Transcribe every entry that follows, word for word, and omit the images.
-=-=-
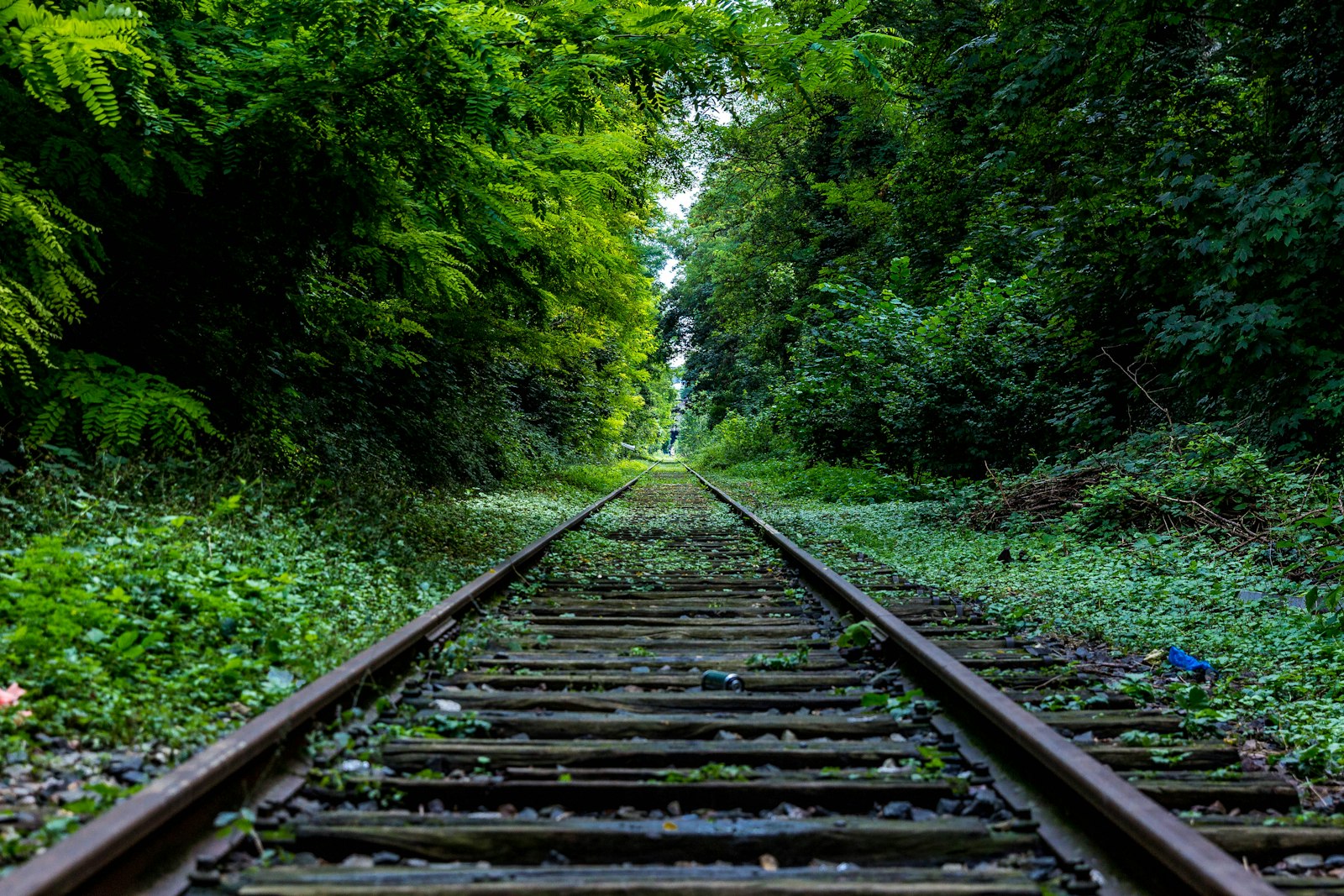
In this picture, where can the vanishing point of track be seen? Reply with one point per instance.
(568, 741)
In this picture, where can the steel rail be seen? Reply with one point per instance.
(1202, 866)
(98, 846)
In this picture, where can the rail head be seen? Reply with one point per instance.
(1202, 866)
(152, 812)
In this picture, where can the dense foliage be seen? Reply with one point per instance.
(376, 233)
(1054, 223)
(1137, 594)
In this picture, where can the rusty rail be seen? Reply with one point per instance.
(158, 809)
(1206, 868)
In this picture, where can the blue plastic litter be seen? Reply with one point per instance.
(1183, 660)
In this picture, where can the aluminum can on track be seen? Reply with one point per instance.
(712, 680)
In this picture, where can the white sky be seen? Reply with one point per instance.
(679, 204)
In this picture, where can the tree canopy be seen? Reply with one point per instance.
(1050, 224)
(363, 230)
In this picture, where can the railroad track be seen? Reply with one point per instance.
(582, 734)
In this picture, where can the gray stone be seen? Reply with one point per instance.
(897, 809)
(1304, 862)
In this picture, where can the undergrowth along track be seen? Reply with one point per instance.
(564, 743)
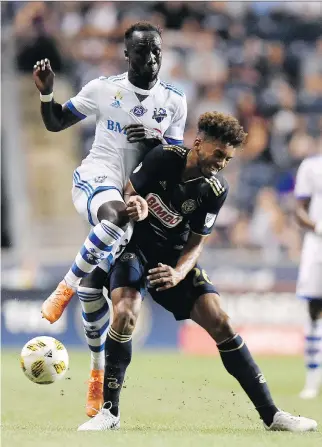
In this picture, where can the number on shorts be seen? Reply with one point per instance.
(200, 277)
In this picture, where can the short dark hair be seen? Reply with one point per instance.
(141, 26)
(224, 128)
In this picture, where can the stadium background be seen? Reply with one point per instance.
(260, 61)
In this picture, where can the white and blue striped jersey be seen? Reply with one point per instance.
(114, 102)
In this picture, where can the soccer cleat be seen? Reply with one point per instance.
(309, 393)
(104, 420)
(54, 306)
(287, 422)
(95, 392)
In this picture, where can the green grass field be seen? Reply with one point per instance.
(168, 400)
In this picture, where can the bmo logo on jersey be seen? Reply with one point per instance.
(115, 126)
(159, 210)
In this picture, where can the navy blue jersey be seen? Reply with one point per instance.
(176, 207)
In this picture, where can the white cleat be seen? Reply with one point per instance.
(104, 420)
(287, 422)
(309, 393)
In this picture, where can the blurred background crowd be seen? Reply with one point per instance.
(260, 61)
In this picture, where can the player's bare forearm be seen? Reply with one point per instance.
(302, 216)
(190, 254)
(129, 192)
(56, 117)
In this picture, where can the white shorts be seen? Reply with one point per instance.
(309, 283)
(89, 182)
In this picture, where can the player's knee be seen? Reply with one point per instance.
(114, 212)
(94, 280)
(125, 317)
(209, 314)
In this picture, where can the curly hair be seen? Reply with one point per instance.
(141, 26)
(222, 127)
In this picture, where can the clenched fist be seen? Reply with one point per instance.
(137, 208)
(44, 76)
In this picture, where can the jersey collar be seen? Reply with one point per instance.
(140, 91)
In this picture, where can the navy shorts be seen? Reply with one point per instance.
(130, 270)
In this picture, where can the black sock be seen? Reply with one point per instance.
(118, 354)
(239, 362)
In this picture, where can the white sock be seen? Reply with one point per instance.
(96, 315)
(98, 246)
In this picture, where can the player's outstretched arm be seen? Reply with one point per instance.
(303, 218)
(164, 277)
(54, 115)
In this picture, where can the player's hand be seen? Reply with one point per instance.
(44, 76)
(136, 133)
(137, 208)
(164, 277)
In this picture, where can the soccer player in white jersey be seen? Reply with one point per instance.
(308, 191)
(133, 110)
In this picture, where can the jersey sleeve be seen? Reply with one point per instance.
(204, 218)
(303, 184)
(158, 164)
(174, 133)
(85, 102)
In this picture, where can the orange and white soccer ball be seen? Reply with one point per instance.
(44, 360)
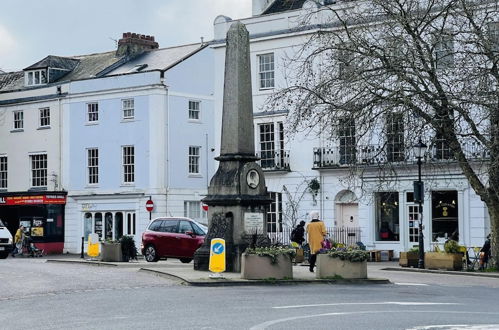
-=-=-
■ Solution to this problem ■
In this picture, where can the vanishing point of track be seen? Reply with one point per instance.
(568, 741)
In this picture, where can the steel rail be seen? Reply with one point per instance.
(1202, 866)
(98, 846)
In this picture, where can the rail head be seen? Reply with one point per instance.
(1202, 866)
(152, 812)
In this picture, where can the dense foliage be seen? Reply with one point per instance.
(376, 233)
(1054, 223)
(1137, 594)
In this picture, where can the rusty rail be seen? Reply with one point per instance.
(158, 809)
(1206, 868)
In this picture, where can the blue plastic litter be seen? Reply with one point per instance.
(1183, 660)
In this picture, where can the aluminum can on track be seen? Reply with one point per instance.
(712, 680)
In this picture, where can the white sky be seen? Reply with one point per instance.
(679, 204)
In this picture, where can the tree canopy be seen? Reply with one point per instance.
(1050, 224)
(363, 230)
In this picture, where can the railroad track be seen? Reply with one point per instance.
(582, 734)
In this picture, where can the gray stone be seen? Reply with one point per instance.
(897, 809)
(1304, 862)
In this picture, where can the undergrowth along track be seen? Reply with one point per instance.
(564, 743)
In this picture, where can the number on shorts be seen? Reply with one point per instance.
(200, 277)
In this picture, where can the short dark hair be seen? Reply with one point per instance.
(141, 26)
(224, 128)
In this picture, where can the stadium background be seen? Reply with one point per instance.
(260, 61)
In this picture, where can the white and blue striped jersey be seen? Reply with one point per instance.
(114, 102)
In this picture, where can the soccer cleat be seen? Reply with one point per instance.
(309, 393)
(104, 420)
(54, 306)
(287, 422)
(95, 392)
In this picture, where can the green grass field be seen? Reply with one point per instance.
(168, 400)
In this picture, where can the bmo logo on jersey be seen? Reply with one point per instance.
(115, 126)
(159, 210)
In this picture, where can the navy blue jersey be seen? Reply with one point per instance.
(176, 207)
In this picture, where can the white cleat be seen? Reply with one point per instance.
(104, 420)
(287, 422)
(309, 393)
In this picture, where can the blurred background crowd be seen? Reply with one point per instance.
(260, 61)
In this picture, where can the player's bare forearm be seen? Reply with one point per instance.
(302, 216)
(190, 254)
(129, 192)
(56, 117)
In this picture, where can the white shorts be seen? Reply with one point per instance.
(309, 283)
(89, 182)
In this picture, where can the player's knee be seen? Reply with one point per instance.
(114, 212)
(94, 280)
(125, 317)
(209, 314)
In this picture, where can the curly hair be seen? Reply with one point per instance.
(141, 26)
(222, 127)
In this picture, where can the clenched fist be seen? Reply with one point per instance.
(137, 208)
(44, 76)
In this picture, where can the jersey collar be seen? Reply with one point per instance.
(140, 91)
In this picture, where can the navy shorts be seen? Reply with one point per instance.
(130, 270)
In this picture, where can the black sock be seen? Reply with one point per instance.
(118, 354)
(239, 362)
In this picture, where can the white sock be seen? Reply with one point per instance.
(96, 315)
(98, 246)
In this picture, where can the player's outstretched arm be seen? Reply with one point per instance.
(303, 218)
(164, 277)
(54, 115)
In this picture, where can the player's hand be seen? Reply with one point per instance.
(44, 76)
(136, 133)
(137, 208)
(164, 277)
In this picture, where can the soccer player in white jersey be seen? Reply with one point per instance.
(308, 191)
(133, 110)
In this picture, where can the jersey sleeve be seen? Reply with one point per instance.
(204, 218)
(303, 184)
(158, 164)
(174, 133)
(85, 102)
In this picture, where can the orange and white soccer ball be seen? Reply with one point per instance.
(44, 360)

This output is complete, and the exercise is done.